● **WORK TO COMPLETE**:
Write the rows below, from the line with "the dried citrus" through the line with "[[496, 150], [130, 221], [63, 351], [534, 271]]", as a JSON list of strings with one string per line, skipping any blank lines.

** begin DATA LINES **

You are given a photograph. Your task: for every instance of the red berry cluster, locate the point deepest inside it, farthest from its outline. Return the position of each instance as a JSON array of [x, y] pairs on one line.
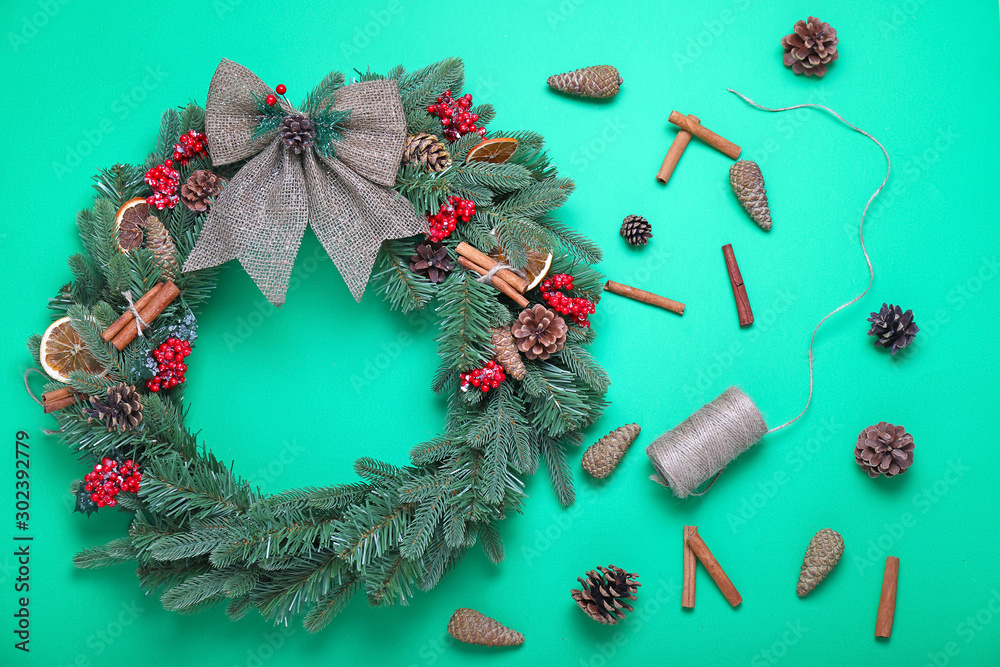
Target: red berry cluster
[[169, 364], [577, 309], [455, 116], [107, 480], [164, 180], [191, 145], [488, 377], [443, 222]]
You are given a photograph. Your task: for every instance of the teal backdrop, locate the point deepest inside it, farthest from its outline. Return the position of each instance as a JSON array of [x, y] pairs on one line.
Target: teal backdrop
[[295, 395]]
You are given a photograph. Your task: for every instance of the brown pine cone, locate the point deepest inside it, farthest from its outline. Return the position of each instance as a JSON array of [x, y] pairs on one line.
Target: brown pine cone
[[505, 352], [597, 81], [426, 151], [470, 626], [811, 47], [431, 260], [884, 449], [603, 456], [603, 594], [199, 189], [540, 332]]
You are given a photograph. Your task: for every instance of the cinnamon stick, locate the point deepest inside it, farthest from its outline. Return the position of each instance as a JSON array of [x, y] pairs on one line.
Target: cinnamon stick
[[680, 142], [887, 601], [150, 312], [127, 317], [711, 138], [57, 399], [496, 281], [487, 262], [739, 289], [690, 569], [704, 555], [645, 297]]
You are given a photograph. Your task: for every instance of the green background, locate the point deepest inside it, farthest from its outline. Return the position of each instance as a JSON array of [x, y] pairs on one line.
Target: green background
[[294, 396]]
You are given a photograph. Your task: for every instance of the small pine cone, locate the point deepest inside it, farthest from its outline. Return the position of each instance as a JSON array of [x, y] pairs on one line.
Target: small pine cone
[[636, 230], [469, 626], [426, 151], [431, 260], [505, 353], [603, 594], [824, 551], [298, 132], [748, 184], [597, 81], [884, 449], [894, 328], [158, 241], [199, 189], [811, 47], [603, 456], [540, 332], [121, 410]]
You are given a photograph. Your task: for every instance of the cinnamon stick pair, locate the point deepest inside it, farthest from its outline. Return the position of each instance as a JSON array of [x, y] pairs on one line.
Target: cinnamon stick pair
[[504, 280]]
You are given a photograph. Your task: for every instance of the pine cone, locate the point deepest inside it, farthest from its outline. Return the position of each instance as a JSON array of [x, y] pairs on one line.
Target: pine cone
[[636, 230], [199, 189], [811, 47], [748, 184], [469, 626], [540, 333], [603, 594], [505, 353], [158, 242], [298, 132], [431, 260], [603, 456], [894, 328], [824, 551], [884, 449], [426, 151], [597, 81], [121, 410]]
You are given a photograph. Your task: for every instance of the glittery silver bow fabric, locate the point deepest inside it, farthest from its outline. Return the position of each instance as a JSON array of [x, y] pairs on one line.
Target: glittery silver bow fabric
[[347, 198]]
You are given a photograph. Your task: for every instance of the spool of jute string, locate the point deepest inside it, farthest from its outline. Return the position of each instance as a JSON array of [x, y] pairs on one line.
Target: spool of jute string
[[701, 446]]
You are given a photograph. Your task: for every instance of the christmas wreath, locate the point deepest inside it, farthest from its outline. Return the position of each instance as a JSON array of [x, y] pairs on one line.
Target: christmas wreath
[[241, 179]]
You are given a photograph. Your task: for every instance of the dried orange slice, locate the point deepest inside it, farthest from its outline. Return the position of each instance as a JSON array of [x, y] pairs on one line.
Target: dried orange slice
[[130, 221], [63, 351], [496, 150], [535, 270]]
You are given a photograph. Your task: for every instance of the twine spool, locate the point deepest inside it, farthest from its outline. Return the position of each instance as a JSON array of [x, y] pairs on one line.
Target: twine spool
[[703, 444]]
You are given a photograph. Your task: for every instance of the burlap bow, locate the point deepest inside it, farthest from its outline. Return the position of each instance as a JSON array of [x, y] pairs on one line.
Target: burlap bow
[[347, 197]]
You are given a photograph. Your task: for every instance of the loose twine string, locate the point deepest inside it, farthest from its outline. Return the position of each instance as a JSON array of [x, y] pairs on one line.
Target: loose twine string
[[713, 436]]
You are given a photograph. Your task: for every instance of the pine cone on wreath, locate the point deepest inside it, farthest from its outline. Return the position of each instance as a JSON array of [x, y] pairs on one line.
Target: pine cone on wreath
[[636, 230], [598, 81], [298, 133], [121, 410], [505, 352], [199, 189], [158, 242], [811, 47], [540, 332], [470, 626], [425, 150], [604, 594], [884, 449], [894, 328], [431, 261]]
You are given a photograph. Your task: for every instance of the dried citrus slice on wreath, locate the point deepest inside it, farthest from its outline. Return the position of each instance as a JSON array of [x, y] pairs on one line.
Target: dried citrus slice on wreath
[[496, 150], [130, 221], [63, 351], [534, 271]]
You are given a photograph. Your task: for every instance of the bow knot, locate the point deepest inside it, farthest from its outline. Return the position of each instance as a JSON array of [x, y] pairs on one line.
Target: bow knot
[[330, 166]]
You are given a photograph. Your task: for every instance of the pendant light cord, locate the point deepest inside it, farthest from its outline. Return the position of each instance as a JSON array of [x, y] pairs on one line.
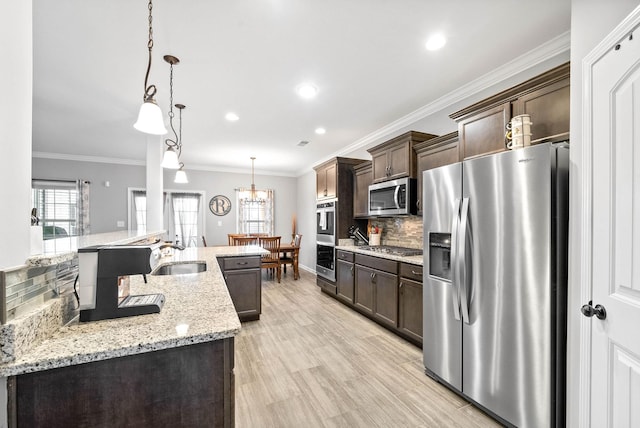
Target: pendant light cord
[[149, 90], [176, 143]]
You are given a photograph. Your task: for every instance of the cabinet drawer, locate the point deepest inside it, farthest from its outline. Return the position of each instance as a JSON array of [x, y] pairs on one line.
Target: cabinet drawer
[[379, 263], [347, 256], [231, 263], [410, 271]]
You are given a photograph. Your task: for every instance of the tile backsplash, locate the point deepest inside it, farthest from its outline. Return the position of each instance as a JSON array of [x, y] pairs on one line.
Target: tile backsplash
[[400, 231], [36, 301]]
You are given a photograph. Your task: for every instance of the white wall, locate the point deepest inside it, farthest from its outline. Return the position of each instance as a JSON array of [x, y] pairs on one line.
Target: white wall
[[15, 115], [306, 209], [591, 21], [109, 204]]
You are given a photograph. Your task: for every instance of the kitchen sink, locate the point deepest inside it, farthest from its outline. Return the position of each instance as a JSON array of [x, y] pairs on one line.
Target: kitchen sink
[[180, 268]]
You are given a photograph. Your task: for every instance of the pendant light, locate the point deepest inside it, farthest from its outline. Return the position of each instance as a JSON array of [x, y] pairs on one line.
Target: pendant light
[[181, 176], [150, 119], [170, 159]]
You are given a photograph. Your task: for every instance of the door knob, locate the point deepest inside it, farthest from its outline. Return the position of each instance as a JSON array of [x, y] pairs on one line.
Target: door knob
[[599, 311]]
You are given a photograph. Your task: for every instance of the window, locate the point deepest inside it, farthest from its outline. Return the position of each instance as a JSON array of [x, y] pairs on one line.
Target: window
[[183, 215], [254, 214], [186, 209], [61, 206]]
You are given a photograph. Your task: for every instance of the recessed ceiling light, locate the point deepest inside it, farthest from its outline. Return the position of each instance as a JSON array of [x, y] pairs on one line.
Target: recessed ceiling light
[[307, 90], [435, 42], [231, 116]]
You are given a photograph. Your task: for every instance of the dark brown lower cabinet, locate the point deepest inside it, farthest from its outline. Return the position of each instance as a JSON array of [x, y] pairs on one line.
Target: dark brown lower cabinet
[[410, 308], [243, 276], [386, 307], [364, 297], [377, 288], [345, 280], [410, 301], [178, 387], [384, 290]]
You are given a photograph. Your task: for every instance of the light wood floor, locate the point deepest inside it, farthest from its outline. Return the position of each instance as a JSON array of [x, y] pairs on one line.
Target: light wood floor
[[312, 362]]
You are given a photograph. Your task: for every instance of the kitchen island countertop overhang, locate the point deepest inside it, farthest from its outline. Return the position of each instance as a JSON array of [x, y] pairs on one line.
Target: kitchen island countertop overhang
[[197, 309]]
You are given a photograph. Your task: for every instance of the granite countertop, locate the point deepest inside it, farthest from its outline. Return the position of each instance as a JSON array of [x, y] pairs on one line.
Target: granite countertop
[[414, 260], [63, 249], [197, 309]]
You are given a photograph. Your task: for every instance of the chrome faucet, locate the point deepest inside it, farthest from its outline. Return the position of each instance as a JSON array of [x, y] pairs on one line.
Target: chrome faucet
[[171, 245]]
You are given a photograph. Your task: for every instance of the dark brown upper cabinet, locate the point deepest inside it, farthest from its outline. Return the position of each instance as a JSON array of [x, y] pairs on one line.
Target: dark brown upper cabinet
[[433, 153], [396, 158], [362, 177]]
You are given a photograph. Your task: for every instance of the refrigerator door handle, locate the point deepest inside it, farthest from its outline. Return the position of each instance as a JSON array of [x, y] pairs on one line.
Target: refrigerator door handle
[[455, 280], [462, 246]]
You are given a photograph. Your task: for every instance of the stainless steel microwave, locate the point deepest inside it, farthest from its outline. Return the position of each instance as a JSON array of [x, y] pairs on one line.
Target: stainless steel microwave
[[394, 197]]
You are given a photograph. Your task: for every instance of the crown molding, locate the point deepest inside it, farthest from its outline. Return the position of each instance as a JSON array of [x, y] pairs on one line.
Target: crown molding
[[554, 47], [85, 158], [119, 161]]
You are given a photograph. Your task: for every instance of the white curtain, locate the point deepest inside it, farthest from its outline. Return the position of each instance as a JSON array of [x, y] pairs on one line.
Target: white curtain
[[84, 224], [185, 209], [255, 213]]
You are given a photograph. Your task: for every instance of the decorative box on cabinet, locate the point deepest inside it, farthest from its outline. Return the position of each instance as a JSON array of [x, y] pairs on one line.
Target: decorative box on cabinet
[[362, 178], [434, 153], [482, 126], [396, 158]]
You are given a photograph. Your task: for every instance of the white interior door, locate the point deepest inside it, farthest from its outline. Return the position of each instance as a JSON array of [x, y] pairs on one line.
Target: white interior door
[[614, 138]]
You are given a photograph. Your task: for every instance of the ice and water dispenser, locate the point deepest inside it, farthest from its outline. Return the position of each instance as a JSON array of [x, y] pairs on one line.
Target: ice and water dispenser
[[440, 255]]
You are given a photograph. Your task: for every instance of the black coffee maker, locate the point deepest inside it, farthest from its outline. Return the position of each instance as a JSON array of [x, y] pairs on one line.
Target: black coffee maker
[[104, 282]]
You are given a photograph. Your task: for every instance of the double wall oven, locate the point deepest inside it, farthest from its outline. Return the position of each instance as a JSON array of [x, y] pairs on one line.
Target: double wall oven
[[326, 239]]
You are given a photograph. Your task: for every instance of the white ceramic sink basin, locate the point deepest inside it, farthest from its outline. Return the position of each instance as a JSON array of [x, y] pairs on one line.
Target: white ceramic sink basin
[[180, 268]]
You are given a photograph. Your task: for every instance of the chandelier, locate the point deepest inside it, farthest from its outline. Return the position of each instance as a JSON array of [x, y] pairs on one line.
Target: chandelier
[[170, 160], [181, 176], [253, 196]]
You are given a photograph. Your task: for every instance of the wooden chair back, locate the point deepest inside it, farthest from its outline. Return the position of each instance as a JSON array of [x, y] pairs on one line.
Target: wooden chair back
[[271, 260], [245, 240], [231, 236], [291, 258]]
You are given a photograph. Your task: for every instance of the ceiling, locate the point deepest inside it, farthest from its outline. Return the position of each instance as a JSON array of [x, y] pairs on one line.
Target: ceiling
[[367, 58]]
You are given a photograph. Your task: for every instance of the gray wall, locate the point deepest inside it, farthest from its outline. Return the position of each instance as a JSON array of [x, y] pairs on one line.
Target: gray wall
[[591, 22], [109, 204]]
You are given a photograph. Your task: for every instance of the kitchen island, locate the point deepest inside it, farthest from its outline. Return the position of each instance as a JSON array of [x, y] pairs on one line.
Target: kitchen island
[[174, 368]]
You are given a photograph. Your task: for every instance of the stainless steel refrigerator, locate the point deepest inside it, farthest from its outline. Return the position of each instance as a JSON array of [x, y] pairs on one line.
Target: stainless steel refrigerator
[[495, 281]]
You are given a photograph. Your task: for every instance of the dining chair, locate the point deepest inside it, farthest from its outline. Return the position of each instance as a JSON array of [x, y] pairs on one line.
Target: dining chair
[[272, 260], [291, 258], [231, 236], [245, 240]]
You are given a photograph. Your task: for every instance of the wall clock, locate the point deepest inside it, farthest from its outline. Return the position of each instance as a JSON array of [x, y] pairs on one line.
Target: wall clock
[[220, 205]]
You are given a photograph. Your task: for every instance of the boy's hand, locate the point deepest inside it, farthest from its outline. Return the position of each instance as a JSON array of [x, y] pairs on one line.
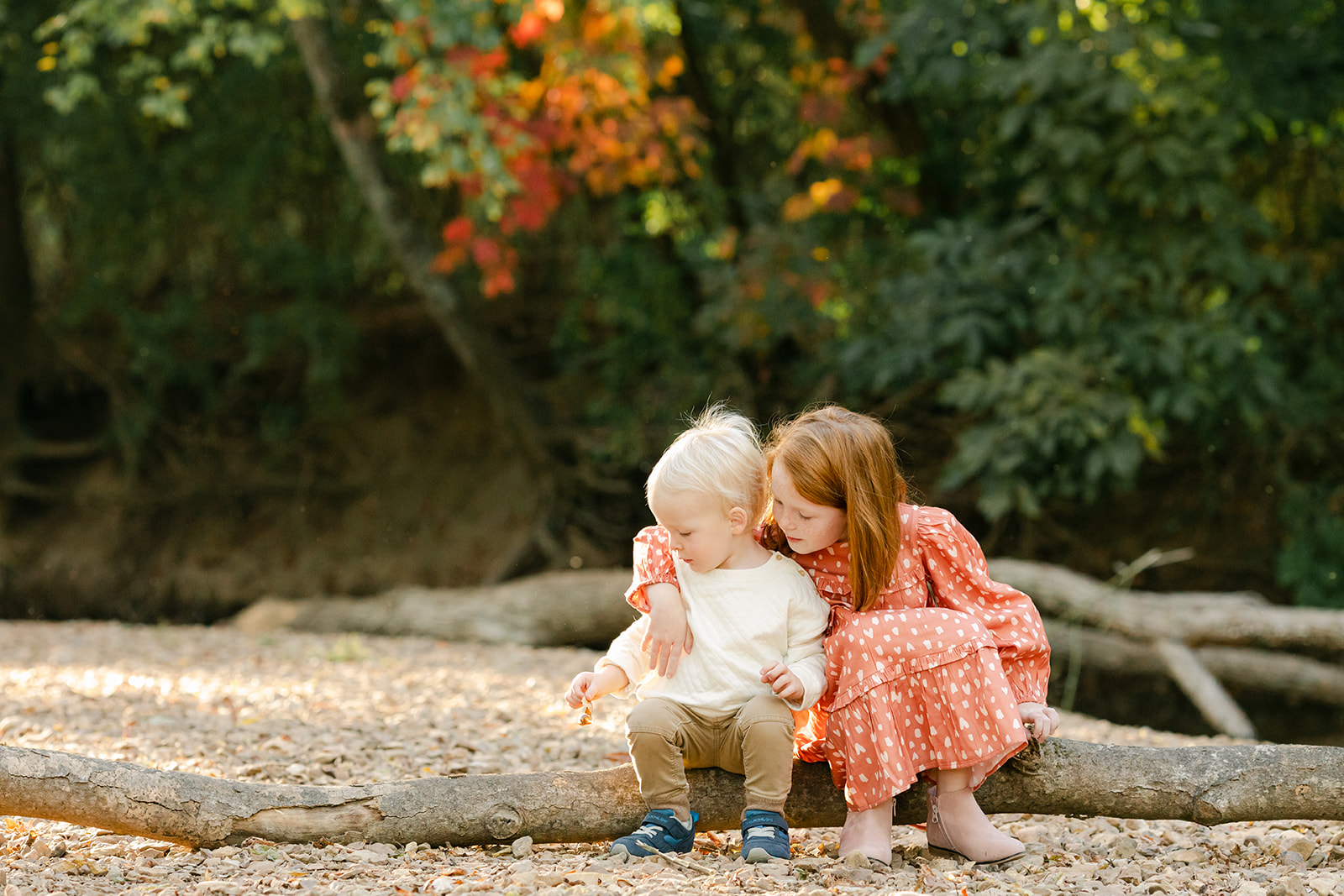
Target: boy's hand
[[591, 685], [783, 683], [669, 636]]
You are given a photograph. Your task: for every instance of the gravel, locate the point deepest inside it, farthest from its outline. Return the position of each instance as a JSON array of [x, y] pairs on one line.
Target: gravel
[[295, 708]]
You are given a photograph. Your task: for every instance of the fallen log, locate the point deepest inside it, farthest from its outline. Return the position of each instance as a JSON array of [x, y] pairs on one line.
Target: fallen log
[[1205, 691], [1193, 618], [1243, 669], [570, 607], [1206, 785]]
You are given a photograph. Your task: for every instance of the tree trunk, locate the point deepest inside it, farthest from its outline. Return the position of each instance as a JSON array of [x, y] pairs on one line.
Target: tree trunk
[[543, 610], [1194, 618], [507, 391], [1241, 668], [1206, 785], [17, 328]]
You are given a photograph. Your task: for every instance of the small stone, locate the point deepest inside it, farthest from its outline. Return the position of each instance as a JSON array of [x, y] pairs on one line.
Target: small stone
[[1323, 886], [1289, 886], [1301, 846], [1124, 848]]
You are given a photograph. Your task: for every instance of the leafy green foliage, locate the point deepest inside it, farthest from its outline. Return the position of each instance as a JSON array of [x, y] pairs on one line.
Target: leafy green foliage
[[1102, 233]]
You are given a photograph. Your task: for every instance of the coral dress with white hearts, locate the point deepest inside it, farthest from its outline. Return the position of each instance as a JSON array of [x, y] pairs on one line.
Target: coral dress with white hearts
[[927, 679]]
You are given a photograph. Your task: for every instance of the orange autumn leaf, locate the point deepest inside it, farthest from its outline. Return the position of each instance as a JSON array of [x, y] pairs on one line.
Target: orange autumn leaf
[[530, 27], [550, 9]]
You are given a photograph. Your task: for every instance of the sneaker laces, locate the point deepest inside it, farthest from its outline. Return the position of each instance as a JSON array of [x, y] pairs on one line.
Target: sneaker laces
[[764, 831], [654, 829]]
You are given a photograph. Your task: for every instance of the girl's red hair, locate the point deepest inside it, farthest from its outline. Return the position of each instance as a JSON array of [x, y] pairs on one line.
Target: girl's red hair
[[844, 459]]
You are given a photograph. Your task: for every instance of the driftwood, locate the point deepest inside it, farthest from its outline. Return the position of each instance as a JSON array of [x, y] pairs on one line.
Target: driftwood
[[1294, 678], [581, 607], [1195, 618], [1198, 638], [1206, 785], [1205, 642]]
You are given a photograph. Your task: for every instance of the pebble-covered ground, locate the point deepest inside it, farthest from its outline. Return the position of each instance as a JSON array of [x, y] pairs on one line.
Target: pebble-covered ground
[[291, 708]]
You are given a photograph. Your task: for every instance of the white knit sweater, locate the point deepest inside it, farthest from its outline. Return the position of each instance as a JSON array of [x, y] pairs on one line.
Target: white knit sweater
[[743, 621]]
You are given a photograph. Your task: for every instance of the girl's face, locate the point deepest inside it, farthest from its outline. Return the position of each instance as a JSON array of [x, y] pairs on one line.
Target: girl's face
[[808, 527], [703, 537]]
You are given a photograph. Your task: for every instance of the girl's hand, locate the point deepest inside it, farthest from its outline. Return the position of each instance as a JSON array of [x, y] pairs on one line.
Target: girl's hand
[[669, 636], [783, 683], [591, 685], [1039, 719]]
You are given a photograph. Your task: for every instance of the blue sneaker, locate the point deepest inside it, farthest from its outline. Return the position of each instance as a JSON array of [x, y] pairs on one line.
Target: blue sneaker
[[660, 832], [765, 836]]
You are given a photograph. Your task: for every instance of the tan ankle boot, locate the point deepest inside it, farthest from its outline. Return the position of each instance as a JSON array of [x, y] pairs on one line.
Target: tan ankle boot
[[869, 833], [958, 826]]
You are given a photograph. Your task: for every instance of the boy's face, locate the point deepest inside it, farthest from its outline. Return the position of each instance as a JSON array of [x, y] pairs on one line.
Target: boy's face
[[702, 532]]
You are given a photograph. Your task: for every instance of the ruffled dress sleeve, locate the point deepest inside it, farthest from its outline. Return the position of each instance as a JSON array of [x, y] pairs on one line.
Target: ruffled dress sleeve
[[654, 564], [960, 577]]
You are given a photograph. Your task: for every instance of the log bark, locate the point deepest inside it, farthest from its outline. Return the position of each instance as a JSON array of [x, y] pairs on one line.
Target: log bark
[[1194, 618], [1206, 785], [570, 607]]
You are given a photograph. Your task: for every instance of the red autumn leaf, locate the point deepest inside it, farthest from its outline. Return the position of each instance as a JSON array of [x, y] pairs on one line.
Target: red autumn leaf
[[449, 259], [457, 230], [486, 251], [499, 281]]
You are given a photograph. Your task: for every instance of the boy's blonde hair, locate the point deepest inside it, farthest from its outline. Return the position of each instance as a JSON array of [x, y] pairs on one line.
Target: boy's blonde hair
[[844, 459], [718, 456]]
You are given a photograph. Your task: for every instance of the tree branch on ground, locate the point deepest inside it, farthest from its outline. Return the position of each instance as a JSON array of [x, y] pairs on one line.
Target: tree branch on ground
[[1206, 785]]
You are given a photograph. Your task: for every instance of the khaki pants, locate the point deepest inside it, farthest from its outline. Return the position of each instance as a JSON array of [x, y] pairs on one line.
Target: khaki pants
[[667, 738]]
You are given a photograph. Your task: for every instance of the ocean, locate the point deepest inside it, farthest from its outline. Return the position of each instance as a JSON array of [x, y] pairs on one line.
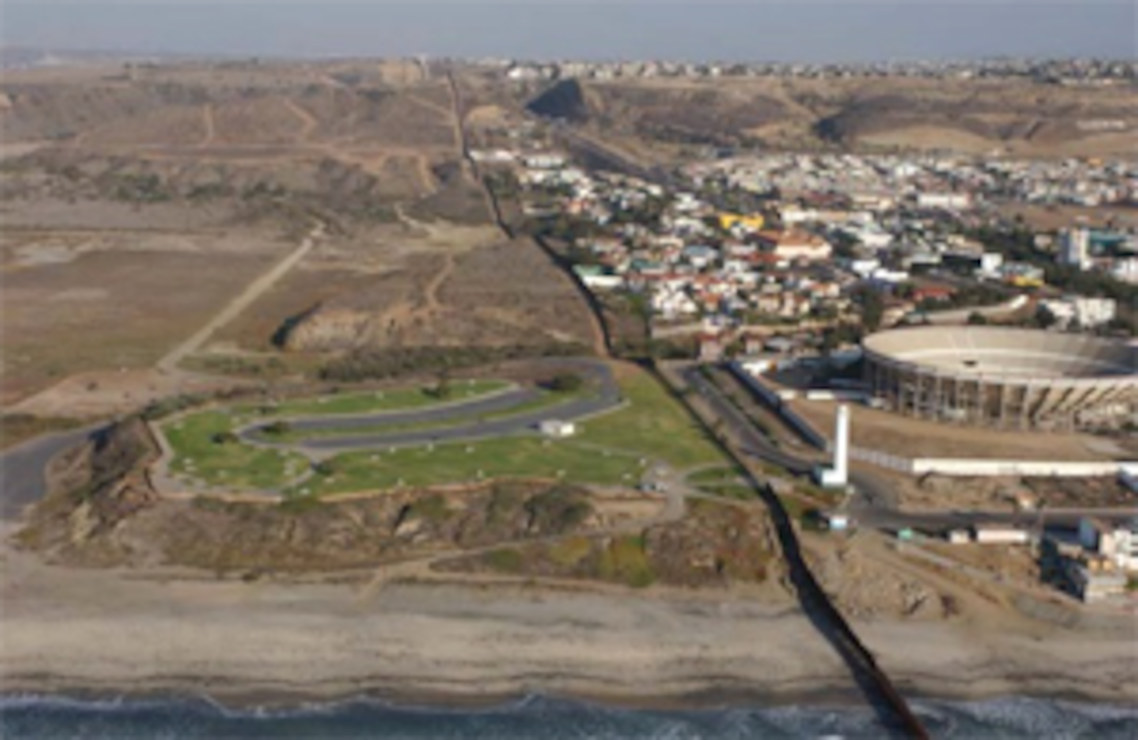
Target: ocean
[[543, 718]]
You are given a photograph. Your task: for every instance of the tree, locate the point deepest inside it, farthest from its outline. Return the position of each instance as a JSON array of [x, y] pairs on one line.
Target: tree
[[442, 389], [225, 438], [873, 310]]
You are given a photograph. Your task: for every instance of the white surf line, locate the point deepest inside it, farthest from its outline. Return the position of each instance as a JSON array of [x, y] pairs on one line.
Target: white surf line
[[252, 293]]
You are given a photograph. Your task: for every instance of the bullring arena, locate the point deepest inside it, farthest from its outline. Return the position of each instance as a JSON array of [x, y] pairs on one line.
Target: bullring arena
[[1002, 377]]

** end DATA LINES **

● **EXERCISE SOLUTION**:
[
  "You are given a photograph. Your task: for every instance of the dried citrus slice on wreath, locate the point deepest inside it, farthest from its outline. Return the position of each instance as a JSON array of [x, y] pairs on one line.",
  "Target: dried citrus slice on wreath",
  "[[496, 150], [130, 221], [63, 351], [534, 271]]"
]